┌──

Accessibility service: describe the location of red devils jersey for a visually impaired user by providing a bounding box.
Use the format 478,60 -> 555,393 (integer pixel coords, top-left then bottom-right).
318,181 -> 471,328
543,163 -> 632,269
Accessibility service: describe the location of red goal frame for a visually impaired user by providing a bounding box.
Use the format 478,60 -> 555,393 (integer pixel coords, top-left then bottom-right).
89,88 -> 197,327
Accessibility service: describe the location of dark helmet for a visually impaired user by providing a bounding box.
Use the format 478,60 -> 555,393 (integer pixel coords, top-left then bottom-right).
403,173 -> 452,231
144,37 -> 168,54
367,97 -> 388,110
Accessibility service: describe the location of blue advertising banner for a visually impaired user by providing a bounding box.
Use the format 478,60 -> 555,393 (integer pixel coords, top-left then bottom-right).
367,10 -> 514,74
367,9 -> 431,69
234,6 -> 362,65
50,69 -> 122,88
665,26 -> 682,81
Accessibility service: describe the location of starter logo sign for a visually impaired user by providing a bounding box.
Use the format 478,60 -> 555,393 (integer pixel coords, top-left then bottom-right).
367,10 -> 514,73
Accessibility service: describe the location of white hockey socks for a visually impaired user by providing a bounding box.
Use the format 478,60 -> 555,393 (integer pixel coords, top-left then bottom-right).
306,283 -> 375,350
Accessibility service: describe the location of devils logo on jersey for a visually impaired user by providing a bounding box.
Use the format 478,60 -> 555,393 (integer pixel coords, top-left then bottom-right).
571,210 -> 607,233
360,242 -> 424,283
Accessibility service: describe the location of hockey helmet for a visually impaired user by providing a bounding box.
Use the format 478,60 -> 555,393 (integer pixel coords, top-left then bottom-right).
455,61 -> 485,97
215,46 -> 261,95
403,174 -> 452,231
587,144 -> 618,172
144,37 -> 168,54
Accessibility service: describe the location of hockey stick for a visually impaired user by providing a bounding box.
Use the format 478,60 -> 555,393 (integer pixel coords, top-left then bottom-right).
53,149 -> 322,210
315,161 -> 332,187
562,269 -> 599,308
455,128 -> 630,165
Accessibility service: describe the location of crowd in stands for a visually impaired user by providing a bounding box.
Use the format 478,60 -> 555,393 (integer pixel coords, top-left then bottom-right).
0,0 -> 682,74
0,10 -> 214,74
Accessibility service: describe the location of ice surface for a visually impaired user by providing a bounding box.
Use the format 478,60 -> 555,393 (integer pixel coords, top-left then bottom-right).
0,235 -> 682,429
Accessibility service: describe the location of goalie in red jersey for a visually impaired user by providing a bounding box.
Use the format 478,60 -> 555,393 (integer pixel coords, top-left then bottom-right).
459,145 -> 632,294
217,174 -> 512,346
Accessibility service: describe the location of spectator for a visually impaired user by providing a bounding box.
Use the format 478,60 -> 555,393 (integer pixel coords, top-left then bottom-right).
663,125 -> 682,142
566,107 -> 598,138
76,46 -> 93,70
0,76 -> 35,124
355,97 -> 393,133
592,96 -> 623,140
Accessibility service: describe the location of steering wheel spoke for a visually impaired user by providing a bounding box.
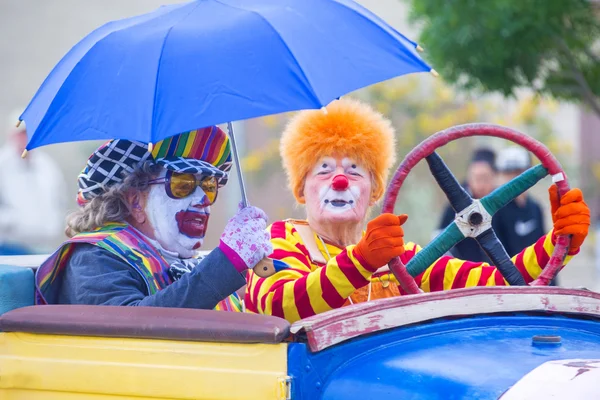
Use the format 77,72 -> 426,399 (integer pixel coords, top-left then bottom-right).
476,228 -> 526,286
425,152 -> 473,213
481,164 -> 548,215
382,123 -> 569,293
406,222 -> 465,277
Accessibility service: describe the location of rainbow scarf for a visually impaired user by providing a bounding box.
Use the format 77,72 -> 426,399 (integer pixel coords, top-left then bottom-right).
35,223 -> 243,312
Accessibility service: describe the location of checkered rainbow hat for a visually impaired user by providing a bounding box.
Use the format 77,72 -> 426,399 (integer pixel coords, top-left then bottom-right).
77,126 -> 231,206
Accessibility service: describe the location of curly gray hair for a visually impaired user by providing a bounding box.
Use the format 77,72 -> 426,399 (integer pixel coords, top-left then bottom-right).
65,162 -> 162,237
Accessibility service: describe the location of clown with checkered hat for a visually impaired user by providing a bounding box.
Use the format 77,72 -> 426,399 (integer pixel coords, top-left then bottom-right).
36,126 -> 272,311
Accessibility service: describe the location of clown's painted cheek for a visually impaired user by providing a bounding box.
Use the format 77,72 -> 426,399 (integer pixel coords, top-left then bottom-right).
146,173 -> 210,258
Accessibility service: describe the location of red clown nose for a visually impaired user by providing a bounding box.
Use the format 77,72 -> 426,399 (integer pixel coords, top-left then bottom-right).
331,175 -> 349,192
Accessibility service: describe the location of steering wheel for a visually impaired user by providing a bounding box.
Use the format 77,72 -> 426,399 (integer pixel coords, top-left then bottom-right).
382,123 -> 571,294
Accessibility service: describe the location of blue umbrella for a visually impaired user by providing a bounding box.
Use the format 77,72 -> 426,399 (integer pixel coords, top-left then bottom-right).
21,0 -> 433,204
21,0 -> 431,150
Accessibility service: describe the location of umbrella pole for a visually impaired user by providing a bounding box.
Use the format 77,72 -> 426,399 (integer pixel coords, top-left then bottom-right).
227,122 -> 277,278
227,122 -> 248,208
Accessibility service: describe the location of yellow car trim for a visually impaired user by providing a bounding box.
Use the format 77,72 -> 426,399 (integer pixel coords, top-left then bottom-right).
0,332 -> 287,400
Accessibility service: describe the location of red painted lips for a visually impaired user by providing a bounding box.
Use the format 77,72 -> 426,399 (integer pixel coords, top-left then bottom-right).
175,210 -> 208,238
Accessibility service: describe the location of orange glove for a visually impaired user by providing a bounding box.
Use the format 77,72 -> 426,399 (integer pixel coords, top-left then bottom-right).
354,214 -> 408,271
548,185 -> 591,251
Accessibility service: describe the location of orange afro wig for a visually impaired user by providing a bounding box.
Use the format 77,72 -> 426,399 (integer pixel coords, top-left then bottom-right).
280,98 -> 396,204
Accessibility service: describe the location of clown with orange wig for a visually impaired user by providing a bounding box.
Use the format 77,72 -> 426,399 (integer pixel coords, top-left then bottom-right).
245,99 -> 590,322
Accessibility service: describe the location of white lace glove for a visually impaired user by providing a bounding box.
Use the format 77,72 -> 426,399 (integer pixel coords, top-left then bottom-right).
219,207 -> 273,272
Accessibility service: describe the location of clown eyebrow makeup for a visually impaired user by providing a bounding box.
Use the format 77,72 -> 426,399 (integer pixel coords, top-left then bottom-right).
312,157 -> 336,175
342,158 -> 367,176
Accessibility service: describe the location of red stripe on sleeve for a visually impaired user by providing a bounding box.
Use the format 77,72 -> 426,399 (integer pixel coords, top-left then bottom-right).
429,256 -> 451,292
244,292 -> 258,314
251,278 -> 265,304
335,250 -> 369,289
452,262 -> 481,289
270,286 -> 285,318
319,268 -> 346,308
296,242 -> 309,256
257,279 -> 293,318
477,267 -> 495,286
400,244 -> 417,265
508,250 -> 531,283
271,221 -> 285,239
270,249 -> 311,274
294,278 -> 315,318
494,269 -> 506,286
527,236 -> 550,275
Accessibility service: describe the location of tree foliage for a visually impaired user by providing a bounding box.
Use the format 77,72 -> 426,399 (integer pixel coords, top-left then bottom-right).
406,0 -> 600,116
242,75 -> 573,244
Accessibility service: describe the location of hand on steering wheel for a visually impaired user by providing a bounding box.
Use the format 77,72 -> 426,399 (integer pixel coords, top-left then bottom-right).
382,124 -> 571,294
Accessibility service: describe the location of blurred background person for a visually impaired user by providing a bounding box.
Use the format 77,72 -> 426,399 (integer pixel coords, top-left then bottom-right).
0,111 -> 65,255
434,147 -> 499,263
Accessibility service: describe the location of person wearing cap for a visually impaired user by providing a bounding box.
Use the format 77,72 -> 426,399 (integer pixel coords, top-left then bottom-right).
245,99 -> 589,322
432,147 -> 502,263
36,126 -> 272,311
494,147 -> 546,256
0,111 -> 66,255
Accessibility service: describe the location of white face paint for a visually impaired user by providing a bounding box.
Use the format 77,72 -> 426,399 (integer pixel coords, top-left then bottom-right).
145,170 -> 210,258
304,157 -> 371,222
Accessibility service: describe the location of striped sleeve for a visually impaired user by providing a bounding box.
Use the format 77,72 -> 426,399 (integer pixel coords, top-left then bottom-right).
245,221 -> 373,322
410,232 -> 575,292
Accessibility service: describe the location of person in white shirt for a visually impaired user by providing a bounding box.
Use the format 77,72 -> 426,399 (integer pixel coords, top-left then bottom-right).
0,109 -> 66,255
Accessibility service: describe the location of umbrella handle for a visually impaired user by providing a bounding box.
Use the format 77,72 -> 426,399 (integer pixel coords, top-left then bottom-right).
227,122 -> 277,278
227,122 -> 248,208
252,257 -> 277,278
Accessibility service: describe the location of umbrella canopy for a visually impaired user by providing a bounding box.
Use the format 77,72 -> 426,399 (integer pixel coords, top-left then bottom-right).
21,0 -> 431,150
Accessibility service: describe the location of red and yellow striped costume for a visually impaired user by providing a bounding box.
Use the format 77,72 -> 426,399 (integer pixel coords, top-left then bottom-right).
245,221 -> 577,322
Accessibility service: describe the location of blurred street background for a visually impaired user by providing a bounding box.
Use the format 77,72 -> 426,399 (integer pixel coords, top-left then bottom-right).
0,0 -> 600,290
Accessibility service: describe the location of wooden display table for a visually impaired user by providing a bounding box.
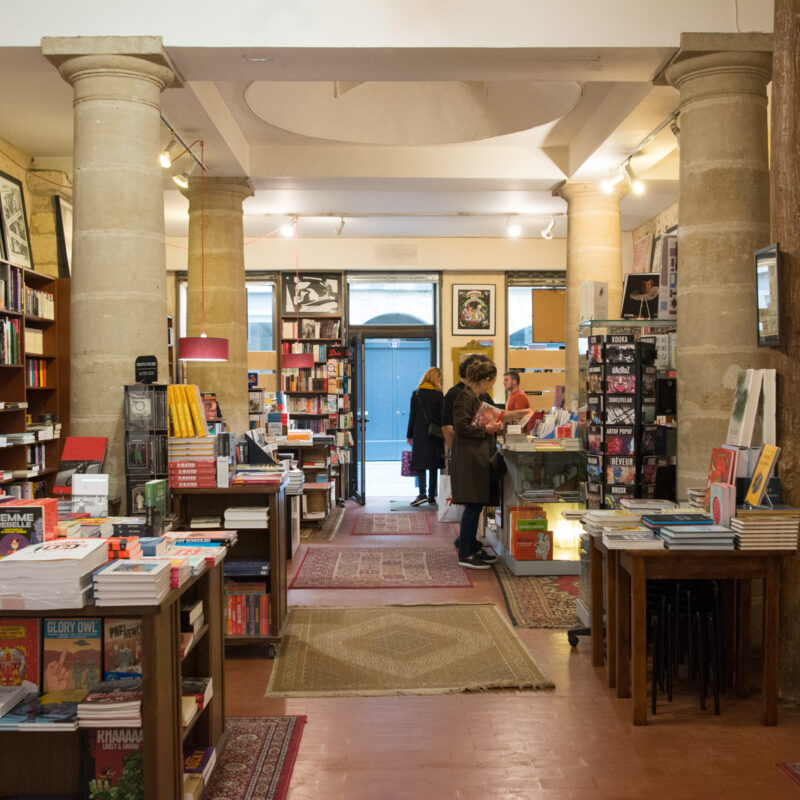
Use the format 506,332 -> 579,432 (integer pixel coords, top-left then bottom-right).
0,563 -> 225,800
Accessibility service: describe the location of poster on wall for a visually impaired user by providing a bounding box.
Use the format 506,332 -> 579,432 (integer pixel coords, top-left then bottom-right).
453,283 -> 495,336
283,272 -> 342,314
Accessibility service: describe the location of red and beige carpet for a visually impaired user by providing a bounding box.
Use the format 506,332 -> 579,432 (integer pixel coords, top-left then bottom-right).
203,717 -> 306,800
267,603 -> 553,697
494,561 -> 580,628
350,513 -> 431,536
289,546 -> 472,589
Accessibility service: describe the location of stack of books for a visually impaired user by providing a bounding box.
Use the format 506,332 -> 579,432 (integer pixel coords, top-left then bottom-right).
225,506 -> 269,528
731,505 -> 800,550
94,558 -> 172,606
658,524 -> 734,550
78,678 -> 142,728
0,539 -> 108,609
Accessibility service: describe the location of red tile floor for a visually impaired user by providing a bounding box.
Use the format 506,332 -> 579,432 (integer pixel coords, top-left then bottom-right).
226,499 -> 800,800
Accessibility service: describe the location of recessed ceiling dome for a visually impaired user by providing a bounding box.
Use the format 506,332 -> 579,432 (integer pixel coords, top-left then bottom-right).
244,81 -> 581,145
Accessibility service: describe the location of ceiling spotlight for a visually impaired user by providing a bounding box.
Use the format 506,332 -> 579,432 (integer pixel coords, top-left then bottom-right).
158,136 -> 178,169
625,159 -> 644,194
172,161 -> 196,189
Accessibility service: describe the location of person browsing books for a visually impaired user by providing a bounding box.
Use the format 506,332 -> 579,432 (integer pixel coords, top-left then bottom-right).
450,359 -> 503,569
406,367 -> 444,506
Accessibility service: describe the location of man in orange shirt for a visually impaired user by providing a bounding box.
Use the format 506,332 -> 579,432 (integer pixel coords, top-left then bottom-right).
503,370 -> 531,411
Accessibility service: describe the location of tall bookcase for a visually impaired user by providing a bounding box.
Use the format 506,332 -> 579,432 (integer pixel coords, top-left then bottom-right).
0,260 -> 69,497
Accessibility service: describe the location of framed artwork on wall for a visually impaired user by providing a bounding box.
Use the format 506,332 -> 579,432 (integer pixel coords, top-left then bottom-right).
0,172 -> 33,269
53,194 -> 72,278
282,272 -> 342,314
453,283 -> 496,336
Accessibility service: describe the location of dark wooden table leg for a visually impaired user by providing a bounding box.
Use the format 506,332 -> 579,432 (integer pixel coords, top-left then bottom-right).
606,550 -> 620,689
761,556 -> 781,725
734,579 -> 750,697
589,536 -> 605,667
614,552 -> 631,697
630,556 -> 647,725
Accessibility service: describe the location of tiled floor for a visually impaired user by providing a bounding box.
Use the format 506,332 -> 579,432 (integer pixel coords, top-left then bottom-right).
226,499 -> 800,800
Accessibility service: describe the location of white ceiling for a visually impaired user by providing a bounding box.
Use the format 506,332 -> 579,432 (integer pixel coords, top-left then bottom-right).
0,36 -> 678,238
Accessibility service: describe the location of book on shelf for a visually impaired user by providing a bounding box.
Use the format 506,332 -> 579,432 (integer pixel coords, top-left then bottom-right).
42,618 -> 103,692
103,617 -> 142,681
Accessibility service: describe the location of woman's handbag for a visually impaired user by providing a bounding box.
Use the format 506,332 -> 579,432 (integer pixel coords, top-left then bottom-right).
414,392 -> 444,439
489,451 -> 508,481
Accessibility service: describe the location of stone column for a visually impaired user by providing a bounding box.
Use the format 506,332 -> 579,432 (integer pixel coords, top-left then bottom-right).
183,177 -> 253,433
42,37 -> 175,499
667,40 -> 771,497
26,170 -> 72,277
558,181 -> 628,408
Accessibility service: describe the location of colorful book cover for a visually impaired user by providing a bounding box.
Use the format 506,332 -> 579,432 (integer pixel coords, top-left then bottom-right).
0,618 -> 40,694
103,618 -> 142,681
744,444 -> 781,506
82,728 -> 144,800
42,619 -> 103,692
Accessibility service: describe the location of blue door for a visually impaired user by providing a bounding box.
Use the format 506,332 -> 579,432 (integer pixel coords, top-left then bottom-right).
364,339 -> 431,461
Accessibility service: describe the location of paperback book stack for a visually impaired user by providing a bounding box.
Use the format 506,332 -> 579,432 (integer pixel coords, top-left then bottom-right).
731,506 -> 800,550
78,678 -> 142,728
586,334 -> 666,509
94,558 -> 172,606
0,539 -> 108,609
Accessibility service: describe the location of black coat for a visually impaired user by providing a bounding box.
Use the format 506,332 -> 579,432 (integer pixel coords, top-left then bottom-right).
450,386 -> 500,506
406,389 -> 444,472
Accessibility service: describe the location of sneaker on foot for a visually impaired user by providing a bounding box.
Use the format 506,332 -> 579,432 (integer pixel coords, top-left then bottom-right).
458,553 -> 491,569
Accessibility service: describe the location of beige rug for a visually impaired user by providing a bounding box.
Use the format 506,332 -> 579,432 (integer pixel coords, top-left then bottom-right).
300,506 -> 344,544
266,603 -> 553,697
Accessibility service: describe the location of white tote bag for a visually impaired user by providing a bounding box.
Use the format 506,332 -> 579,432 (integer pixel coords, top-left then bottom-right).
436,474 -> 464,522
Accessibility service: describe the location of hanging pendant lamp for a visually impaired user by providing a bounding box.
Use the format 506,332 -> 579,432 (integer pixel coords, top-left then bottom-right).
178,140 -> 228,361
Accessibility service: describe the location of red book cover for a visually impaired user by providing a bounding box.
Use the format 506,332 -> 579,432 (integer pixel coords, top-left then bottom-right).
53,436 -> 108,495
0,618 -> 41,693
703,447 -> 736,511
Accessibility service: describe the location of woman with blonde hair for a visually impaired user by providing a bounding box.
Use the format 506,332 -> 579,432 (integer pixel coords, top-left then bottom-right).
406,367 -> 444,506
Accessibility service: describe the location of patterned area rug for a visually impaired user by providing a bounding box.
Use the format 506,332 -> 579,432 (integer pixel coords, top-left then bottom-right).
267,603 -> 553,697
203,717 -> 306,800
350,514 -> 431,536
289,546 -> 472,589
300,506 -> 344,543
494,561 -> 580,628
778,761 -> 800,783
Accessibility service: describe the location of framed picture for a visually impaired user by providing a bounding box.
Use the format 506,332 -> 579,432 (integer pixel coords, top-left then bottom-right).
620,272 -> 661,319
453,283 -> 496,336
0,172 -> 33,269
53,195 -> 72,278
283,272 -> 342,314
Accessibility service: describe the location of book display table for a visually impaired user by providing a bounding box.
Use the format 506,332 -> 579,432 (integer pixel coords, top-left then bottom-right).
591,537 -> 793,725
0,563 -> 225,800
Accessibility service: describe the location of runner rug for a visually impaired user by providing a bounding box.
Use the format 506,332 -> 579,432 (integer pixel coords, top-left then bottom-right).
289,545 -> 472,589
300,506 -> 344,543
350,513 -> 431,536
494,561 -> 580,628
267,603 -> 553,697
203,717 -> 306,800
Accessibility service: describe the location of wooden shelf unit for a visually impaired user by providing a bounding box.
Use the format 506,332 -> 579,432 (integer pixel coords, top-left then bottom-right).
172,483 -> 286,646
0,260 -> 70,496
0,562 -> 225,800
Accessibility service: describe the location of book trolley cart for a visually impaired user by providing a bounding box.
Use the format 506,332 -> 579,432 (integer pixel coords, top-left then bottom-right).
172,482 -> 286,657
0,562 -> 225,800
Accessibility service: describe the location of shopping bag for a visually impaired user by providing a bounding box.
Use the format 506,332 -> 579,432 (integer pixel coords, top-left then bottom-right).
436,475 -> 464,522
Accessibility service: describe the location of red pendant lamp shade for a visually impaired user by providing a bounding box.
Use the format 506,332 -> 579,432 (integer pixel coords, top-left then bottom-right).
178,140 -> 228,361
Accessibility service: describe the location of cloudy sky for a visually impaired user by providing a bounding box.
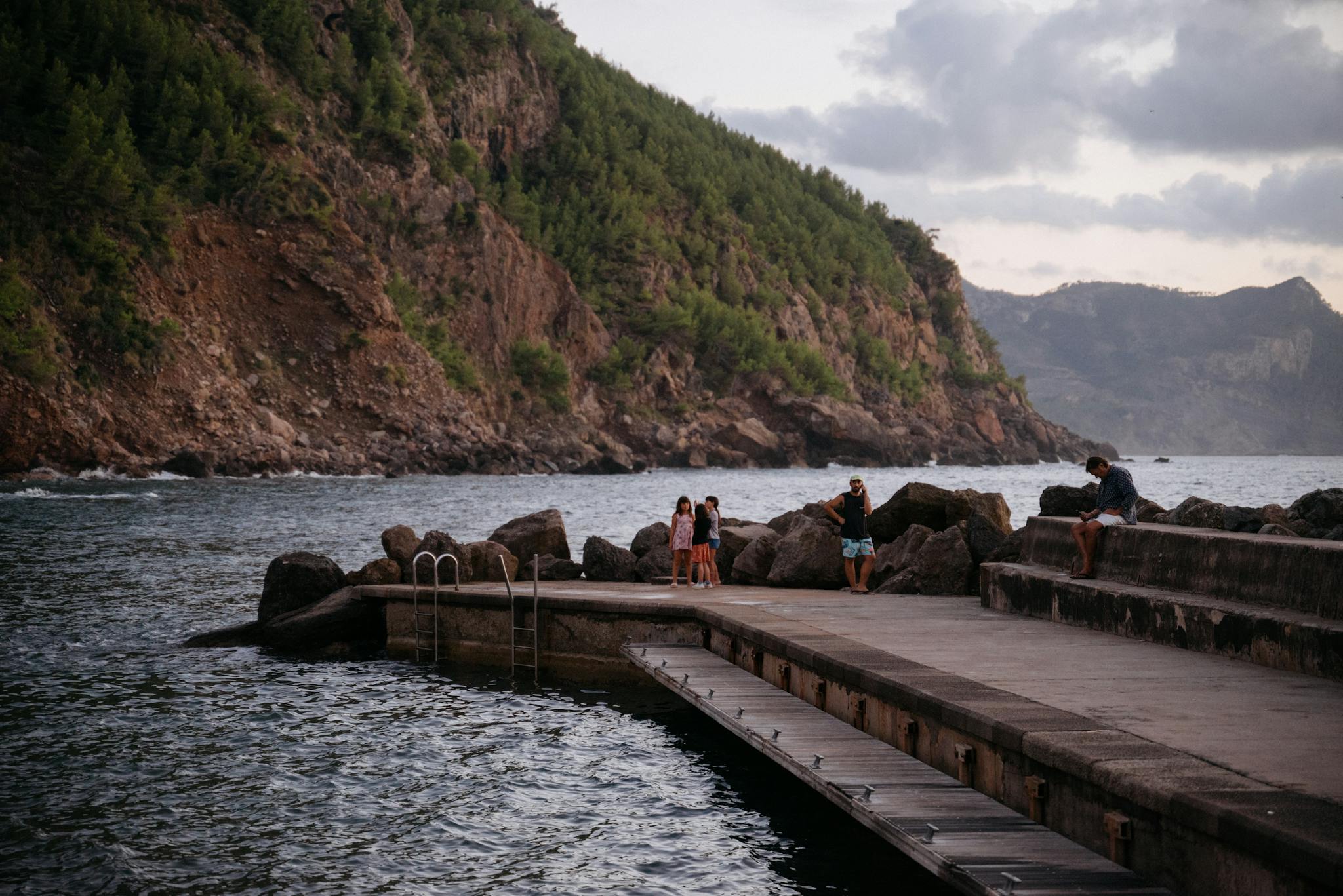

└──

Stated exercise: Copy the lines of the records above word for word, starting at the line that contains "Accessibility service: describe the location of man" and ending at the line that contains "503,370 -> 531,411", with both of those lines included.

Solved problem:
Accessibility service: describe the location of man in orange shirt for a visually impaired user by providing a bounding box.
Use the format 506,332 -> 579,432 (integer pixel coords, top-left then bottom-right).
503,370 -> 531,411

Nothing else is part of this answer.